*EXERCISE*: Report how many lines in the records below contain the word "dark", giving only the number.

*PROVIDED MATERIAL*:
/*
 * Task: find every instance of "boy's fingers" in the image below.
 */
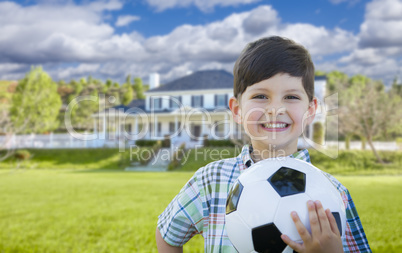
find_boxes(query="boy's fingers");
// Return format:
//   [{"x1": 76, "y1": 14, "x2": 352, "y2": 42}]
[
  {"x1": 315, "y1": 200, "x2": 331, "y2": 232},
  {"x1": 290, "y1": 212, "x2": 311, "y2": 242},
  {"x1": 281, "y1": 235, "x2": 303, "y2": 252},
  {"x1": 307, "y1": 200, "x2": 321, "y2": 236},
  {"x1": 325, "y1": 209, "x2": 341, "y2": 236}
]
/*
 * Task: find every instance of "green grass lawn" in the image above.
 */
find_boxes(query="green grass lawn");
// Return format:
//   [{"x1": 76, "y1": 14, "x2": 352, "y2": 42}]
[{"x1": 0, "y1": 169, "x2": 402, "y2": 253}]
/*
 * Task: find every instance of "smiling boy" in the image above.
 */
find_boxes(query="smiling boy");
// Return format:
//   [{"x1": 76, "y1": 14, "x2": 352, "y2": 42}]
[{"x1": 156, "y1": 36, "x2": 371, "y2": 252}]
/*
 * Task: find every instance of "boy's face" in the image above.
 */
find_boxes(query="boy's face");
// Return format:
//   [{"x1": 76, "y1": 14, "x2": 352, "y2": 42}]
[{"x1": 229, "y1": 73, "x2": 317, "y2": 159}]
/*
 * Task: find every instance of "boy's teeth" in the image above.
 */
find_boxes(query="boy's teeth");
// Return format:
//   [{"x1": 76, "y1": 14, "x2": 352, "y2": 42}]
[{"x1": 264, "y1": 123, "x2": 286, "y2": 128}]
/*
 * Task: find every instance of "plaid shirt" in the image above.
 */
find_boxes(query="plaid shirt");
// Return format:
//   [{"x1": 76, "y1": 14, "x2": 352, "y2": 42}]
[{"x1": 158, "y1": 145, "x2": 371, "y2": 252}]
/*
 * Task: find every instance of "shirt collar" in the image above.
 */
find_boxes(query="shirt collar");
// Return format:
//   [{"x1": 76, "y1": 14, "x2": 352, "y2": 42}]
[{"x1": 239, "y1": 144, "x2": 311, "y2": 172}]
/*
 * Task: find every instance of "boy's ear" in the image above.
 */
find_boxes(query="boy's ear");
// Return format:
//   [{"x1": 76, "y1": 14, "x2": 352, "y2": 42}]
[
  {"x1": 306, "y1": 97, "x2": 318, "y2": 125},
  {"x1": 229, "y1": 97, "x2": 242, "y2": 124}
]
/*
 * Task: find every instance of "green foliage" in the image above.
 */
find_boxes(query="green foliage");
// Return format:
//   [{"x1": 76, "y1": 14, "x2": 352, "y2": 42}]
[
  {"x1": 10, "y1": 67, "x2": 61, "y2": 133},
  {"x1": 174, "y1": 147, "x2": 402, "y2": 175},
  {"x1": 167, "y1": 142, "x2": 186, "y2": 171},
  {"x1": 0, "y1": 170, "x2": 396, "y2": 253}
]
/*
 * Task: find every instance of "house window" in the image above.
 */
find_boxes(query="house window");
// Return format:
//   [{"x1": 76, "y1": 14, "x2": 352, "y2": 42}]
[
  {"x1": 215, "y1": 94, "x2": 228, "y2": 107},
  {"x1": 169, "y1": 96, "x2": 181, "y2": 109},
  {"x1": 191, "y1": 96, "x2": 203, "y2": 107}
]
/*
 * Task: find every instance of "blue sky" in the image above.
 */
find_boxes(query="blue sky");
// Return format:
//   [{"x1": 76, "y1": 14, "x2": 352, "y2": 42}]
[{"x1": 0, "y1": 0, "x2": 402, "y2": 84}]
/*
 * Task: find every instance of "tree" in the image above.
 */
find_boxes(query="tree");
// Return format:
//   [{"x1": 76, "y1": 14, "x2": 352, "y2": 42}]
[
  {"x1": 10, "y1": 67, "x2": 61, "y2": 133},
  {"x1": 327, "y1": 71, "x2": 349, "y2": 95},
  {"x1": 339, "y1": 75, "x2": 401, "y2": 163},
  {"x1": 133, "y1": 77, "x2": 145, "y2": 99}
]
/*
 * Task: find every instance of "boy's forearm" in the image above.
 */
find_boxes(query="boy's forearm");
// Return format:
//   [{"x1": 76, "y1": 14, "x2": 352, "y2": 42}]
[{"x1": 155, "y1": 228, "x2": 183, "y2": 253}]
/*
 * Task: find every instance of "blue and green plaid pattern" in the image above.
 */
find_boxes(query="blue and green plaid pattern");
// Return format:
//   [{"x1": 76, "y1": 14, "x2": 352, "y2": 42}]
[{"x1": 158, "y1": 145, "x2": 371, "y2": 252}]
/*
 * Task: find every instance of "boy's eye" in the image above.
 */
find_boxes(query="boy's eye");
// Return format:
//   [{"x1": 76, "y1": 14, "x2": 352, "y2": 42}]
[
  {"x1": 253, "y1": 95, "x2": 267, "y2": 99},
  {"x1": 285, "y1": 95, "x2": 300, "y2": 99}
]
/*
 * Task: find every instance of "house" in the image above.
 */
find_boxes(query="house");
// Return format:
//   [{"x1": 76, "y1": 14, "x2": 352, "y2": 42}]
[{"x1": 94, "y1": 70, "x2": 326, "y2": 147}]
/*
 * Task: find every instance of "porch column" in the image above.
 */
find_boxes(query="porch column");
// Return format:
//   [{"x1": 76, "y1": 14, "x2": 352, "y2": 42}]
[
  {"x1": 174, "y1": 116, "x2": 180, "y2": 136},
  {"x1": 94, "y1": 118, "x2": 98, "y2": 134},
  {"x1": 102, "y1": 112, "x2": 106, "y2": 140}
]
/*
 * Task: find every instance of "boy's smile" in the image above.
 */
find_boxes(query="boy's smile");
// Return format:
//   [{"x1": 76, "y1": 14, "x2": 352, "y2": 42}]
[{"x1": 230, "y1": 73, "x2": 317, "y2": 159}]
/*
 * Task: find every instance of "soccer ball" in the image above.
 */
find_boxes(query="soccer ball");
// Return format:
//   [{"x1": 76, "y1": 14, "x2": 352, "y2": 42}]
[{"x1": 225, "y1": 158, "x2": 346, "y2": 253}]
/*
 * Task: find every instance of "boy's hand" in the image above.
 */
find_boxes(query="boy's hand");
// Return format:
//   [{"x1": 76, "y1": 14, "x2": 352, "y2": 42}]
[{"x1": 281, "y1": 200, "x2": 343, "y2": 253}]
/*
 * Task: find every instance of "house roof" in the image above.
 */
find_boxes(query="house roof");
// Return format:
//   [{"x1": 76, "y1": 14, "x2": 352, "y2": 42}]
[{"x1": 147, "y1": 70, "x2": 233, "y2": 93}]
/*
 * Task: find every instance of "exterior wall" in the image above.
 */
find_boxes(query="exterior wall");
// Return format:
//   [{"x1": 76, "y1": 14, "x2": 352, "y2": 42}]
[
  {"x1": 95, "y1": 76, "x2": 326, "y2": 147},
  {"x1": 145, "y1": 89, "x2": 233, "y2": 111}
]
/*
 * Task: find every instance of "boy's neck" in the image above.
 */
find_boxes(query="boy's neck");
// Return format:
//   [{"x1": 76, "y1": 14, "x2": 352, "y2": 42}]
[{"x1": 250, "y1": 144, "x2": 297, "y2": 163}]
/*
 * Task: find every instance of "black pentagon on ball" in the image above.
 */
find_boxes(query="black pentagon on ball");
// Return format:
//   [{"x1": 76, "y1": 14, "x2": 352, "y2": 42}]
[
  {"x1": 268, "y1": 167, "x2": 306, "y2": 197},
  {"x1": 251, "y1": 223, "x2": 286, "y2": 253},
  {"x1": 226, "y1": 181, "x2": 243, "y2": 214}
]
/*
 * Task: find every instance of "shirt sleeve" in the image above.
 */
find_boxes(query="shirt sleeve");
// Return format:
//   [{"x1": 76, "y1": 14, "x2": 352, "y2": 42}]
[
  {"x1": 325, "y1": 173, "x2": 371, "y2": 252},
  {"x1": 158, "y1": 173, "x2": 203, "y2": 247}
]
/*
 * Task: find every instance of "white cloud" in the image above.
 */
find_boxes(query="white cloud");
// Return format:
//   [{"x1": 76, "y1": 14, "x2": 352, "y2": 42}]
[
  {"x1": 146, "y1": 0, "x2": 261, "y2": 12},
  {"x1": 115, "y1": 15, "x2": 140, "y2": 26}
]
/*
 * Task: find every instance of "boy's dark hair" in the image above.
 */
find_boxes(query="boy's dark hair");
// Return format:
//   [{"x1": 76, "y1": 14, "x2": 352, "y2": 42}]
[{"x1": 233, "y1": 36, "x2": 314, "y2": 101}]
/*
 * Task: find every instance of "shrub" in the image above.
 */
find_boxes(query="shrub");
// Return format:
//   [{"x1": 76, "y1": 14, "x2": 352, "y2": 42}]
[{"x1": 14, "y1": 149, "x2": 31, "y2": 161}]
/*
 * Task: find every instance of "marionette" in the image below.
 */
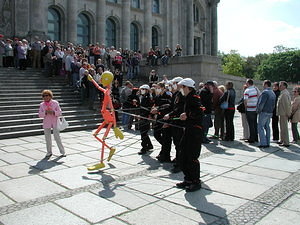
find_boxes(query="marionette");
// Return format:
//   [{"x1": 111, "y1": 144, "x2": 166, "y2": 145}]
[{"x1": 88, "y1": 71, "x2": 124, "y2": 170}]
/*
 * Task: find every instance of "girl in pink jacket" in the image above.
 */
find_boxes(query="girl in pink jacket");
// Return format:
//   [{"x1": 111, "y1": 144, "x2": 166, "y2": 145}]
[{"x1": 39, "y1": 90, "x2": 66, "y2": 158}]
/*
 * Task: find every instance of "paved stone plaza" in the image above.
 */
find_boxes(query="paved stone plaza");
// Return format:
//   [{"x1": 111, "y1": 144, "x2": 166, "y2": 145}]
[{"x1": 0, "y1": 113, "x2": 300, "y2": 225}]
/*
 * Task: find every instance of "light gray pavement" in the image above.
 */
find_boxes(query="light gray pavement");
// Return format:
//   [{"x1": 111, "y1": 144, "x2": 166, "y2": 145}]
[{"x1": 0, "y1": 113, "x2": 300, "y2": 225}]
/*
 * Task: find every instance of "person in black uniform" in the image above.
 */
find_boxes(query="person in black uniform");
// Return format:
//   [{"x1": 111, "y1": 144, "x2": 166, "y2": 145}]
[
  {"x1": 272, "y1": 82, "x2": 280, "y2": 142},
  {"x1": 151, "y1": 83, "x2": 171, "y2": 162},
  {"x1": 220, "y1": 81, "x2": 235, "y2": 141},
  {"x1": 199, "y1": 80, "x2": 214, "y2": 144},
  {"x1": 160, "y1": 77, "x2": 185, "y2": 173},
  {"x1": 176, "y1": 78, "x2": 203, "y2": 192},
  {"x1": 138, "y1": 84, "x2": 153, "y2": 155}
]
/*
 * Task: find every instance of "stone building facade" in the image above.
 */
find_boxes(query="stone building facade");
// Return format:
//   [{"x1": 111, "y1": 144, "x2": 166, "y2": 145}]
[{"x1": 0, "y1": 0, "x2": 220, "y2": 56}]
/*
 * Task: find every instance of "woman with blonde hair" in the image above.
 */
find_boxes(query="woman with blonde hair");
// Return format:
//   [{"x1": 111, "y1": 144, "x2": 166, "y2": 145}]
[{"x1": 39, "y1": 90, "x2": 66, "y2": 158}]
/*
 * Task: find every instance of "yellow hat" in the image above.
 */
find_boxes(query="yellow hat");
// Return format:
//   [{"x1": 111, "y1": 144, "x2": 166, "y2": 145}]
[{"x1": 101, "y1": 71, "x2": 114, "y2": 86}]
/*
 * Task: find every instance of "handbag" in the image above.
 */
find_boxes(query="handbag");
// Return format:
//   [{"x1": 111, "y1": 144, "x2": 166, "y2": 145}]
[
  {"x1": 220, "y1": 90, "x2": 230, "y2": 109},
  {"x1": 56, "y1": 116, "x2": 69, "y2": 131}
]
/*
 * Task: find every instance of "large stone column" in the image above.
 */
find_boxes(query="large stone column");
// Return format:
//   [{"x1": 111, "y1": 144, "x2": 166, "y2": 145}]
[
  {"x1": 29, "y1": 0, "x2": 48, "y2": 39},
  {"x1": 186, "y1": 0, "x2": 194, "y2": 55},
  {"x1": 96, "y1": 0, "x2": 106, "y2": 44},
  {"x1": 67, "y1": 0, "x2": 78, "y2": 44},
  {"x1": 120, "y1": 0, "x2": 130, "y2": 49},
  {"x1": 143, "y1": 1, "x2": 152, "y2": 53},
  {"x1": 211, "y1": 0, "x2": 220, "y2": 56}
]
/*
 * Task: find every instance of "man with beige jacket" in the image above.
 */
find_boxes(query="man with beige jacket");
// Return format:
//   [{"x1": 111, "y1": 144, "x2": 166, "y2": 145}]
[{"x1": 277, "y1": 81, "x2": 291, "y2": 147}]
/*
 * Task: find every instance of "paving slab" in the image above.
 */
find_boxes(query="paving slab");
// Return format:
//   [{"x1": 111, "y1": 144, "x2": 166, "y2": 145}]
[
  {"x1": 0, "y1": 163, "x2": 39, "y2": 178},
  {"x1": 0, "y1": 203, "x2": 90, "y2": 225},
  {"x1": 204, "y1": 176, "x2": 269, "y2": 200},
  {"x1": 1, "y1": 145, "x2": 27, "y2": 153},
  {"x1": 201, "y1": 156, "x2": 246, "y2": 168},
  {"x1": 118, "y1": 201, "x2": 217, "y2": 225},
  {"x1": 249, "y1": 157, "x2": 300, "y2": 172},
  {"x1": 165, "y1": 189, "x2": 247, "y2": 218},
  {"x1": 20, "y1": 149, "x2": 46, "y2": 160},
  {"x1": 1, "y1": 153, "x2": 32, "y2": 164},
  {"x1": 222, "y1": 171, "x2": 281, "y2": 187},
  {"x1": 123, "y1": 177, "x2": 174, "y2": 195},
  {"x1": 0, "y1": 176, "x2": 66, "y2": 202},
  {"x1": 0, "y1": 172, "x2": 10, "y2": 181},
  {"x1": 42, "y1": 166, "x2": 102, "y2": 189},
  {"x1": 256, "y1": 208, "x2": 300, "y2": 225},
  {"x1": 0, "y1": 192, "x2": 15, "y2": 207},
  {"x1": 92, "y1": 184, "x2": 158, "y2": 210},
  {"x1": 280, "y1": 194, "x2": 300, "y2": 213},
  {"x1": 56, "y1": 192, "x2": 128, "y2": 223},
  {"x1": 237, "y1": 165, "x2": 291, "y2": 180}
]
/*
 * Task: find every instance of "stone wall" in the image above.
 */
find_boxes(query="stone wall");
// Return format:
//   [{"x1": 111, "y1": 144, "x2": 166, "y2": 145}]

*WRITTEN REPLY*: 2